Restituisci tutte le righe delle voci seguenti senza alcuna modifica, escludendo le immagini.

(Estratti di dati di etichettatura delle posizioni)
■ ■ ■ ■ ■

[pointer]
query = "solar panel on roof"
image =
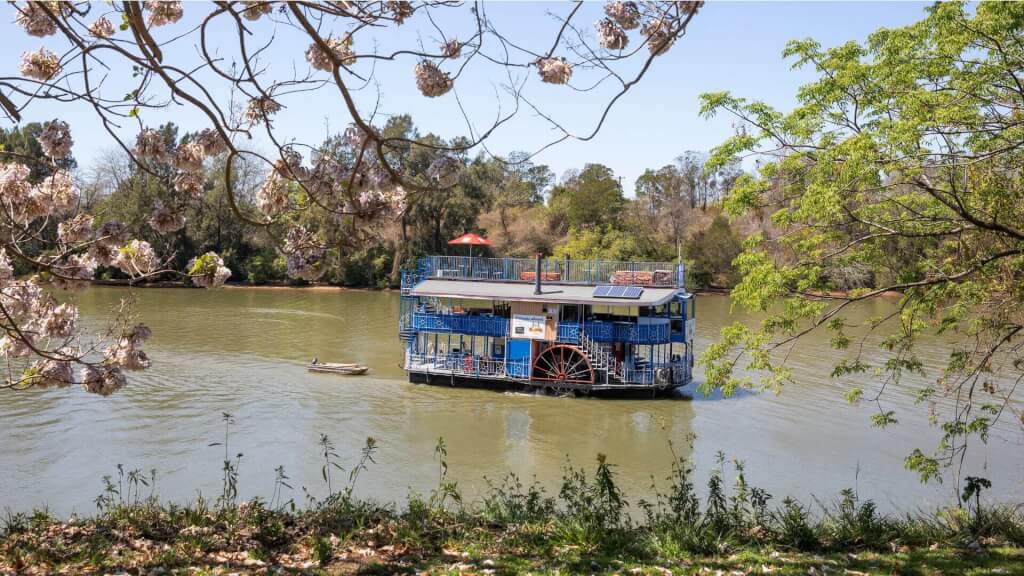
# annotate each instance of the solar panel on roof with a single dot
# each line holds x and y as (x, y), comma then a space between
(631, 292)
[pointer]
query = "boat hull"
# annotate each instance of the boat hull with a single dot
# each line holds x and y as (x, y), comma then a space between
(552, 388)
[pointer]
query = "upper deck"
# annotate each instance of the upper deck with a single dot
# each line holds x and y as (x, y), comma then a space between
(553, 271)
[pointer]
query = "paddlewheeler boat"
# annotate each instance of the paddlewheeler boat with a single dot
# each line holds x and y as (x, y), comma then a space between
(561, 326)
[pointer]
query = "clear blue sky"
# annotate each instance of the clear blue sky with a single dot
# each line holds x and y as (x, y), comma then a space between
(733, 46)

■ ■ ■ ■ ■

Compito svolto:
[pointer]
query = "solar panel on roof"
image =
# annotate each instance of the solar panel on roof with a single dot
# each line holds x and y as (x, y), comma then a space between
(631, 292)
[pointer]
query = "boat hull"
# annotate each instance of the boat hull with a single dot
# each line holds x and y as (x, y), comma then a space between
(552, 388)
[pointer]
query = "upper deck"
# annotate each instance of the upper deck with a single dot
# each line holds x and y as (x, y), comma then a space between
(553, 271)
[pointer]
query = "paddlewheeler boat"
# annotate each instance of the paddlewheeler boat with a single dot
# each line holds x and y as (x, y), comma then a space between
(561, 326)
[pointer]
query = "clear blue sky"
# annotate each instance of the clear blue sky with a single dot
# each line holds x and y as (x, y), comma then a space between
(733, 46)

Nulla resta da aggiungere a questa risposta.